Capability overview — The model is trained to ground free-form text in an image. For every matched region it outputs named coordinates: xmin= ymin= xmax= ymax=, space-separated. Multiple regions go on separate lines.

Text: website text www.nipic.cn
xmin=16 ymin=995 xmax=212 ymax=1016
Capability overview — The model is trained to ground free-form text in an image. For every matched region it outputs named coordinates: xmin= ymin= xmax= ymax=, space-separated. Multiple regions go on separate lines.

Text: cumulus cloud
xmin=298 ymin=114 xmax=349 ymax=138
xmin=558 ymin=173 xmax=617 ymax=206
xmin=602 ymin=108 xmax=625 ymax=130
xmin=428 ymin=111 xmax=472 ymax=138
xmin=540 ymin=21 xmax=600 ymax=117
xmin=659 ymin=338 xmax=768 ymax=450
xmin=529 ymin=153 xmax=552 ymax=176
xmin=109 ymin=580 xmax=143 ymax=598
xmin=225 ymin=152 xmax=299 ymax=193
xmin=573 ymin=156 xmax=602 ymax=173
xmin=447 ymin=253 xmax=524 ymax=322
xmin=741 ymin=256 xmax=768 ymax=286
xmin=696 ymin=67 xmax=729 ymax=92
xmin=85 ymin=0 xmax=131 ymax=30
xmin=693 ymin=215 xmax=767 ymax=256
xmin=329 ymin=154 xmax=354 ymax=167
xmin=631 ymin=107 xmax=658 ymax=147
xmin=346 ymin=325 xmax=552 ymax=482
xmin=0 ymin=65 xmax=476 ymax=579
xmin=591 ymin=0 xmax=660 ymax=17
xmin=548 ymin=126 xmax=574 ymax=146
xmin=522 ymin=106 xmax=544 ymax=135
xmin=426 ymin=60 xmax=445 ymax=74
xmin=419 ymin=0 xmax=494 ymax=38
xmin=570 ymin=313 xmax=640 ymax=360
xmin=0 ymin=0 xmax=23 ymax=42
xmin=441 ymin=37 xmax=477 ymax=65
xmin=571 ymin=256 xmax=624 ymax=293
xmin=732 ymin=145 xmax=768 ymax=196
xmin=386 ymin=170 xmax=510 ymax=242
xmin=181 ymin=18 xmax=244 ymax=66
━━━
Nothing in the records should change when you repeat them all.

Capability overview — The model is trained to ground free-form text in an image. For every matched region it outputs named coordinates: xmin= ymin= xmax= ymax=, space-separated. Multiple regions go on separate lines.

Text: website text www.nipic.cn
xmin=16 ymin=995 xmax=212 ymax=1016
Capability overview — The model is trained to ground free-form text in an image. For every matched region it outputs named coordinates: xmin= ymin= xmax= ymax=, space-separated. Multiple regions go on separate lines.

Text: cumulus cloud
xmin=298 ymin=114 xmax=349 ymax=138
xmin=558 ymin=173 xmax=617 ymax=206
xmin=602 ymin=108 xmax=625 ymax=130
xmin=428 ymin=111 xmax=472 ymax=138
xmin=540 ymin=21 xmax=600 ymax=117
xmin=659 ymin=338 xmax=768 ymax=450
xmin=529 ymin=153 xmax=552 ymax=176
xmin=109 ymin=580 xmax=143 ymax=598
xmin=225 ymin=152 xmax=299 ymax=193
xmin=573 ymin=156 xmax=602 ymax=173
xmin=447 ymin=253 xmax=524 ymax=322
xmin=741 ymin=256 xmax=768 ymax=286
xmin=696 ymin=67 xmax=729 ymax=92
xmin=85 ymin=0 xmax=131 ymax=30
xmin=693 ymin=215 xmax=767 ymax=256
xmin=329 ymin=154 xmax=354 ymax=167
xmin=631 ymin=107 xmax=658 ymax=147
xmin=346 ymin=325 xmax=552 ymax=482
xmin=0 ymin=65 xmax=476 ymax=579
xmin=591 ymin=0 xmax=660 ymax=17
xmin=548 ymin=126 xmax=574 ymax=146
xmin=522 ymin=106 xmax=544 ymax=135
xmin=426 ymin=60 xmax=445 ymax=74
xmin=419 ymin=0 xmax=494 ymax=38
xmin=570 ymin=313 xmax=640 ymax=360
xmin=0 ymin=0 xmax=23 ymax=42
xmin=441 ymin=37 xmax=477 ymax=65
xmin=571 ymin=256 xmax=624 ymax=293
xmin=732 ymin=145 xmax=768 ymax=196
xmin=386 ymin=170 xmax=510 ymax=242
xmin=181 ymin=18 xmax=244 ymax=66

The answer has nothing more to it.